§ **SELECTION**
[BEGIN]

Reputation: 97
Update
This is embarrassing, but it turned out that the problem with my original pipeline was that I'd forgotten to activate it in my settings. eLRuLL was right anyway, though.
I'm at the stage where I have a working spider that can consistently retrieve the information I'm interested in and push it out in the format I want. My—hopefully—final stumbling block is applying a more reasonable naming convention to the files saved by my images pipeline. The SHA1 hash works, but I find it really unpleasant to work with.
I'm having trouble interpreting the documentation to figure out how to change the naming system, and I didn't have any luck blindly applying this solution. In the course of my scrape, I'm already pulling down a unique identifier for each page; I'd like to use it to name the images, since there's only one per page.
The image pipeline also doesn't seem to respect the fields_to_export
section of my pipeline. I'd like to suppress the image urls to give myself a cleaner, more readable output. If anyone has an idea how to do that, I'd be very grateful.
The unique identifier that it'd like to pull out of my parse is CatalogRecord.add_xpath('accession', './/dd[@class="accession"]/text()')
. You'll find my spider and my pipelines below.
Spider:
URL = "http://www.nga.gov/content/ngaweb/Collection/art-object-page.%d"
starting_number = 1315
number_of_pages = 1311
class NGASpider(CrawlSpider):
name = 'ngamedallions'
allowed_domains = ['nga.gov']
start_urls = [URL % i + '.html' for i in range (starting_number, number_of_pages, -1)]
rules = (
Rule(LinkExtractor(allow=('art-object-page.*','objects/*')),callback='parse_CatalogRecord',
follow=True
),)
def parse_CatalogRecord(self, response):
CatalogRecord = ItemLoader(item=NgamedallionsItem(), response=response)
CatalogRecord.default_output_processor = TakeFirst()
CatalogRecord.image_urls_out = scrapy.loader.processors.Identity()
keywords = "reverse|obverse and (medal|medallion)"
notkey = "Image Not Available"

[END]

Records from a dataset

[BEGIN]

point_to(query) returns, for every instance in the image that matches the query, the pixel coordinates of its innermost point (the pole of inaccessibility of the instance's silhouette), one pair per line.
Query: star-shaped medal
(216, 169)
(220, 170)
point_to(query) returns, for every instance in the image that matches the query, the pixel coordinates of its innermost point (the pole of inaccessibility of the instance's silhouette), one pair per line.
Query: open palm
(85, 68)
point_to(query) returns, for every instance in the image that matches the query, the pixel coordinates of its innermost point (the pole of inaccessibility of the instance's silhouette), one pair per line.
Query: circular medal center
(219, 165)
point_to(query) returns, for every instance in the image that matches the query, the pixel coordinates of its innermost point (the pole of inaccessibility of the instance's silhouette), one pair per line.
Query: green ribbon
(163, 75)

[END]

§ **OBJECTIVE**
Copy the passage of the forum post on naming scraped image files from "I'm at the stage" to "be very grateful.".

§ **FINAL RESULT**
I'm at the stage where I have a working spider that can consistently retrieve the information I'm interested in and push it out in the format I want. My—hopefully—final stumbling block is applying a more reasonable naming convention to the files saved by my images pipeline. The SHA1 hash works, but I find it really unpleasant to work with.
I'm having trouble interpreting the documentation to figure out how to change the naming system, and I didn't have any luck blindly applying this solution. In the course of my scrape, I'm already pulling down a unique identifier for each page; I'd like to use it to name the images, since there's only one per page.
The image pipeline also doesn't seem to respect the fields_to_export
section of my pipeline. I'd like to suppress the image urls to give myself a cleaner, more readable output. If anyone has an idea how to do that, I'd be very grateful.